[Prompt]
Below is a listing; write it out exactly and drop any images from it.

Coordinate annotation entries
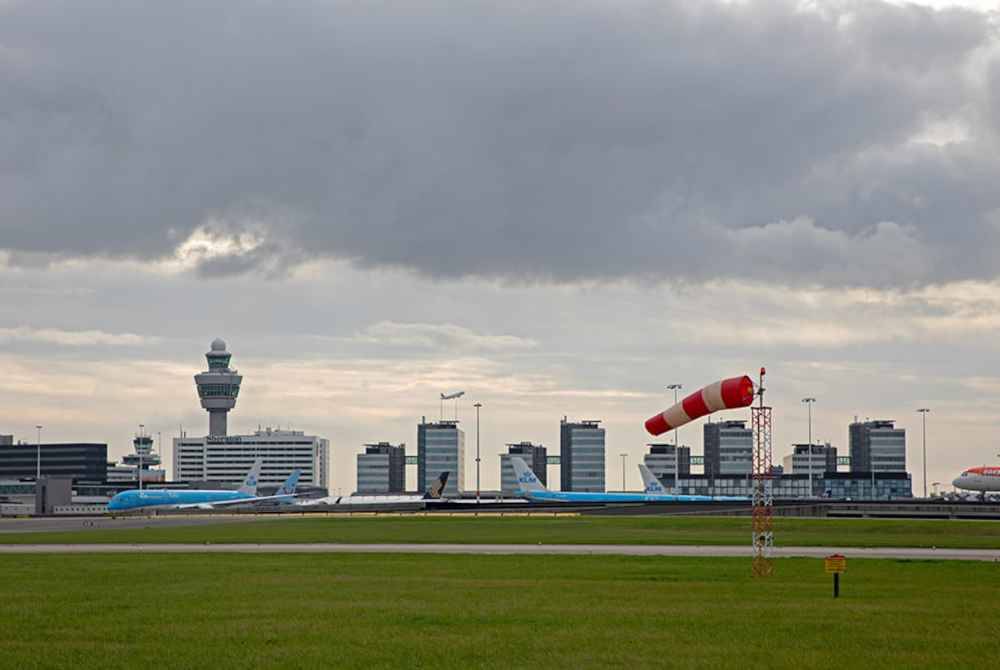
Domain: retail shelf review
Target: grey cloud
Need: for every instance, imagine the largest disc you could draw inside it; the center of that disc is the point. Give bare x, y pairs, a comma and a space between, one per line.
557, 141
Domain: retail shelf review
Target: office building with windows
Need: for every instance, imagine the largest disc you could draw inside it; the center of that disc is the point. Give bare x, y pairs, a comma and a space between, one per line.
867, 486
535, 455
382, 468
581, 456
440, 448
79, 461
728, 449
665, 461
877, 446
226, 459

[Answer to the exercise]
Domain: retail shelf review
Target: grey cloud
Need: for every instance, imagine the largest disc you could draw inside it; the center of that disc is the point. Give bare x, y pairs, a comma and a space between, one per line.
557, 141
Domain: retail shelf review
Target: office building with windows
Need: for every instance, imagine the largest disc you could draw inside it; the center of that disc is the point. Give bare x, y pairs, a comma and a space between, one per line.
867, 486
535, 455
382, 468
581, 456
440, 448
79, 461
728, 449
665, 461
877, 446
226, 459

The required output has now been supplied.